━━ Supplied information

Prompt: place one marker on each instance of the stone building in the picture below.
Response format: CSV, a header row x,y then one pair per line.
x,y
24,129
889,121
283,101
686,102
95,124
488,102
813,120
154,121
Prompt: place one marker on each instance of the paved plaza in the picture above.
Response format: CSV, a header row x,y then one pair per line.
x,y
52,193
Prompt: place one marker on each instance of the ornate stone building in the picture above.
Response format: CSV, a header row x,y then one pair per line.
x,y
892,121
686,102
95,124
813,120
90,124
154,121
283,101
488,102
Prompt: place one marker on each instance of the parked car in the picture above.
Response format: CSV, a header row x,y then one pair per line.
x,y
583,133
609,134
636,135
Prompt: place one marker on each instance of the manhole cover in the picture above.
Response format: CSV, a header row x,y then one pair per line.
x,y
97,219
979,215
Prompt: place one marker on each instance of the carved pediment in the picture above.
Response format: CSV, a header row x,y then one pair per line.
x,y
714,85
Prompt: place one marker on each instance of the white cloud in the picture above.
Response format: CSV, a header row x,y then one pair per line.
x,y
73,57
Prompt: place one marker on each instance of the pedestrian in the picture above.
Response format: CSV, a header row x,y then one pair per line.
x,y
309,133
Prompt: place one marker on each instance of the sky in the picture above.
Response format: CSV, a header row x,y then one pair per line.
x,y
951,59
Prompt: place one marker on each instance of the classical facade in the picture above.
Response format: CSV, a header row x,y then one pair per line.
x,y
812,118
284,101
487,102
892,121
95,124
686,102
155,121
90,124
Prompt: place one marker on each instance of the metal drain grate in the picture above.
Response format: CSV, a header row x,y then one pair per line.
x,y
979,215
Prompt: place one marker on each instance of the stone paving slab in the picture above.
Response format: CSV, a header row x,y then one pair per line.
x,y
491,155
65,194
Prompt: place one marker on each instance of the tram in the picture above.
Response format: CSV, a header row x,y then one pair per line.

━━━━

Would you retype exactly the lines above, from the line with "Prompt: place one marker on each instance of the paved" to the line with "Prompt: place one marker on each instance of the ornate", with both end lines kept and nothing more?

Prompt: place one marker on each instance of the paved plaza in the picture above.
Response format: CSV, a header row x,y then one pair per line.
x,y
52,193
Prompt: place one marker on each instance of the ornate stone building in the picture above.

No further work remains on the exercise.